## ABOUT THIS EXERCISE
The lines of the records that include "below" should all be copied.

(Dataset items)
——

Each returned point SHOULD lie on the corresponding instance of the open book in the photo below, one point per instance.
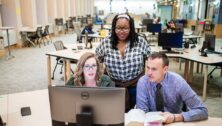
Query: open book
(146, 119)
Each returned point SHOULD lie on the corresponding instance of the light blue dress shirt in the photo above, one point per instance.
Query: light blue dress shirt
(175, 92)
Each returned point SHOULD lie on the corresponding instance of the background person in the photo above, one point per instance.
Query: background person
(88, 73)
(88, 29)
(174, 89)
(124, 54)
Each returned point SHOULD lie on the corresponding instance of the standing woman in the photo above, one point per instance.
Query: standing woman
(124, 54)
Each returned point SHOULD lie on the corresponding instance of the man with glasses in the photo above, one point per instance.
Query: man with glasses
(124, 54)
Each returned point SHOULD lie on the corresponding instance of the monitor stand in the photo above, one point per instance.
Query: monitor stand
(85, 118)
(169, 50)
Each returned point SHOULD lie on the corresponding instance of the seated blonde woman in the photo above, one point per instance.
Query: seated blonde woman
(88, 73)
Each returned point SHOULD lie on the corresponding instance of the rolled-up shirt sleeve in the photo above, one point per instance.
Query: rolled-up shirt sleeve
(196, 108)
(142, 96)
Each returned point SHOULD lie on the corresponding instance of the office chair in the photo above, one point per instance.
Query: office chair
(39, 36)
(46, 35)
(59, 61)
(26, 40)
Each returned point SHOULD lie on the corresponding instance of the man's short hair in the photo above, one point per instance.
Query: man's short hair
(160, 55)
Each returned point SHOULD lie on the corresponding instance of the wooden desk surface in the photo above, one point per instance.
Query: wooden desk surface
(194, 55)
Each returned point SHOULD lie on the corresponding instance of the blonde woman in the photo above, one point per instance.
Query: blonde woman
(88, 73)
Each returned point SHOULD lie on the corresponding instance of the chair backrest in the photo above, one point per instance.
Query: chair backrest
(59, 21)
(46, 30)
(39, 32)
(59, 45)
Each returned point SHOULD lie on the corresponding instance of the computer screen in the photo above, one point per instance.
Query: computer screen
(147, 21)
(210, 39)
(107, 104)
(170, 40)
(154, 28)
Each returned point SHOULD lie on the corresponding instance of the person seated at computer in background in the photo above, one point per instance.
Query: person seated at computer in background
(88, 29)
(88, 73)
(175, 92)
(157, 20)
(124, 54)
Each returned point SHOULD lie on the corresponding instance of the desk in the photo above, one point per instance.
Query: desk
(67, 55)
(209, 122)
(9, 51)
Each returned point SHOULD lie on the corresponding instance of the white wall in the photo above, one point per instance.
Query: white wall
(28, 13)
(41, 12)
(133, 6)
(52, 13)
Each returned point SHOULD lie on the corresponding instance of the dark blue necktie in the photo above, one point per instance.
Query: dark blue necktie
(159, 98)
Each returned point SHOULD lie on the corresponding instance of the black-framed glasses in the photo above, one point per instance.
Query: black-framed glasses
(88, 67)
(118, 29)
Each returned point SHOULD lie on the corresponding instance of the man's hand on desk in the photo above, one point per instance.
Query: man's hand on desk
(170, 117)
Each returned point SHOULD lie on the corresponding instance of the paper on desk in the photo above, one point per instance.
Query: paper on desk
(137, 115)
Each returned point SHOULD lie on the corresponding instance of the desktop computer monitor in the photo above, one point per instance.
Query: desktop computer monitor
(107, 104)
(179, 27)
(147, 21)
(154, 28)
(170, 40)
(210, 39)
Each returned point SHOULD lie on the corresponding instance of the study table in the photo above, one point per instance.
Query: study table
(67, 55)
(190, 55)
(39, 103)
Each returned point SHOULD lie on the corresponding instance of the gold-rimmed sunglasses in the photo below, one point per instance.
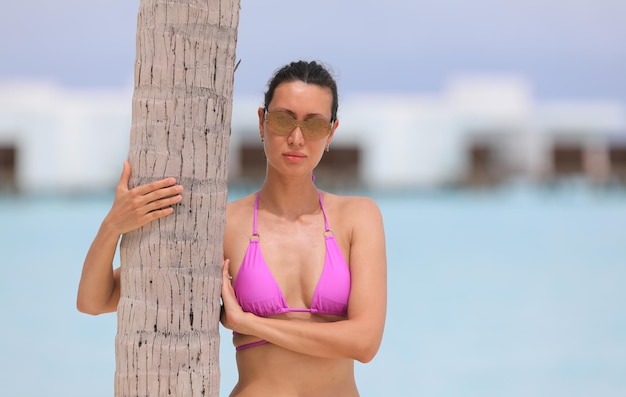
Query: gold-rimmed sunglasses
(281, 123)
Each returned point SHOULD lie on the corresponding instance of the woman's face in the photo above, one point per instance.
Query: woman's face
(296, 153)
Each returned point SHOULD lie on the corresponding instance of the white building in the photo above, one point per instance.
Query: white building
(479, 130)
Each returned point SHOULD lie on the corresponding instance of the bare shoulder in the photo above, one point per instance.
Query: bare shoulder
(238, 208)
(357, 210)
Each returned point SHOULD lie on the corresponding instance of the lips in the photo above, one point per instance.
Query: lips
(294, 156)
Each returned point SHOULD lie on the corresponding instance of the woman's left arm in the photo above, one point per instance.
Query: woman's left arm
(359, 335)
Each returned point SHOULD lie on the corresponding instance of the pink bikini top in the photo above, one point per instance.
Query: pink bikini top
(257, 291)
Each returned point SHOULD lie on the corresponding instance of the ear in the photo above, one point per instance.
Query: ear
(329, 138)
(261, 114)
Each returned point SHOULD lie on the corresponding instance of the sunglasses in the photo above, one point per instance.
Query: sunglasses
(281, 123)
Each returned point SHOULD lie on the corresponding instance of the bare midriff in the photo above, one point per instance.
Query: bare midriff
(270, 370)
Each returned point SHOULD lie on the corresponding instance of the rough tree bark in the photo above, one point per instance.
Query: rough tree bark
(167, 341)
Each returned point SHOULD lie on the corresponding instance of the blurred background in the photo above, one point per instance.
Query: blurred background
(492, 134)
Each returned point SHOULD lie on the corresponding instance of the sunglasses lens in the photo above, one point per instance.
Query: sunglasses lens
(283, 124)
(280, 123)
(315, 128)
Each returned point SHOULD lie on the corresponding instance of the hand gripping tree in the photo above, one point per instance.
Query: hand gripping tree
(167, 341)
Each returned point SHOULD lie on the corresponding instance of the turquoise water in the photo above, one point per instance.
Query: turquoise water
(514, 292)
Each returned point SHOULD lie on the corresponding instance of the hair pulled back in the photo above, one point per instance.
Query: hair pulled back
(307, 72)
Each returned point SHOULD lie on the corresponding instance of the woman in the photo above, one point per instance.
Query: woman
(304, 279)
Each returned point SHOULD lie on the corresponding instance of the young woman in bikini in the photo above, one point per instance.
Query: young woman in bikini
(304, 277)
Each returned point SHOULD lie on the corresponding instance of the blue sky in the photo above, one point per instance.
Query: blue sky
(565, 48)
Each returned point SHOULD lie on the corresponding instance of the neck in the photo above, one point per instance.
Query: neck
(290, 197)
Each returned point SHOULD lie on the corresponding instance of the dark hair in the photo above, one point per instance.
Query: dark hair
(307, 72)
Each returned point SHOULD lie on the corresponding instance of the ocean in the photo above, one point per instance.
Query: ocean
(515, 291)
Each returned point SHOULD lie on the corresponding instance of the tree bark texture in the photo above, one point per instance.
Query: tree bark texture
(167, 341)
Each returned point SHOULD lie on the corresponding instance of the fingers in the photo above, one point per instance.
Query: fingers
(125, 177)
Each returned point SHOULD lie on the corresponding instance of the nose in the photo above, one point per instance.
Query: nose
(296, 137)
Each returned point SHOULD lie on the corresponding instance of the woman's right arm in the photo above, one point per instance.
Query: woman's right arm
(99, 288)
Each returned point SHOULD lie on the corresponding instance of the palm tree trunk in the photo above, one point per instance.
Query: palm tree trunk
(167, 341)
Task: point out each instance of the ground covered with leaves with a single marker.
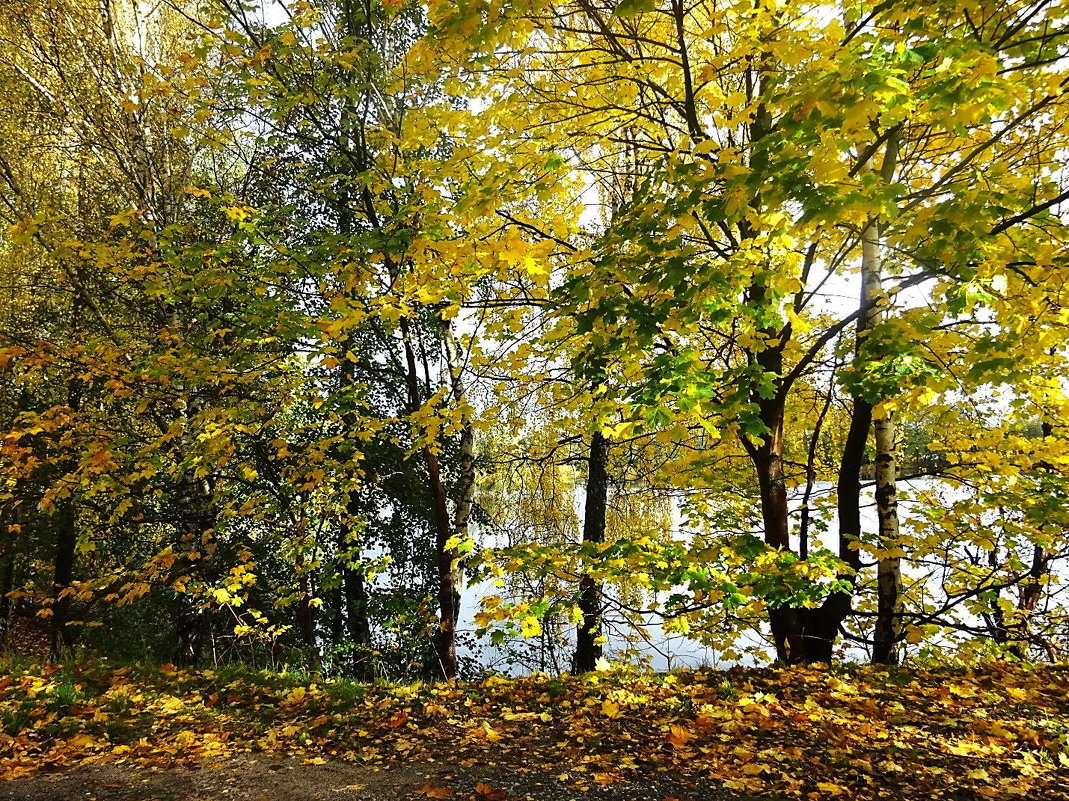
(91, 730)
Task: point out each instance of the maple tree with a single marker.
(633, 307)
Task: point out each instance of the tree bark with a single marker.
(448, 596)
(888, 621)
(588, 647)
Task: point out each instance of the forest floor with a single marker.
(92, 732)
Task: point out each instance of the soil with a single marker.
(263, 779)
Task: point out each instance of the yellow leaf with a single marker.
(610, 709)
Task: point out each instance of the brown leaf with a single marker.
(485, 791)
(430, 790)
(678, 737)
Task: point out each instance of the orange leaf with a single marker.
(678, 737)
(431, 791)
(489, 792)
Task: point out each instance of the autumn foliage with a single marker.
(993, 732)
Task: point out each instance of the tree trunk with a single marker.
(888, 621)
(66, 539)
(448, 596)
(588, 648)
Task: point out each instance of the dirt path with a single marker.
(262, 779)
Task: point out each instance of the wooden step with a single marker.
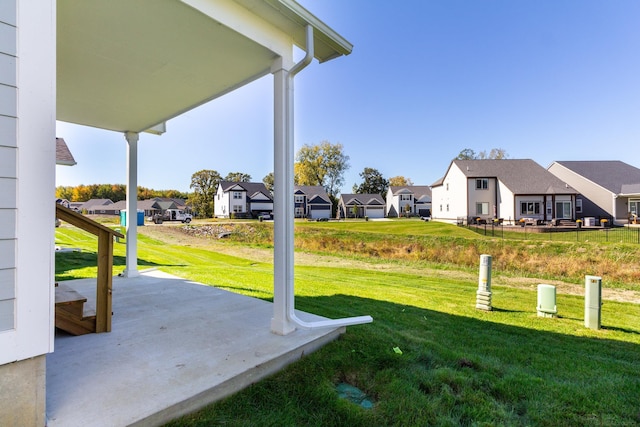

——

## WRITTEN SOLUTION
Each returned point SHOULD lie on the corresponding instance of the open book in the photo below, one point per instance.
Each returned point SHOULD lie on the corresponding instance of the gold-rimmed sunglasses in the photo below, one point per instance.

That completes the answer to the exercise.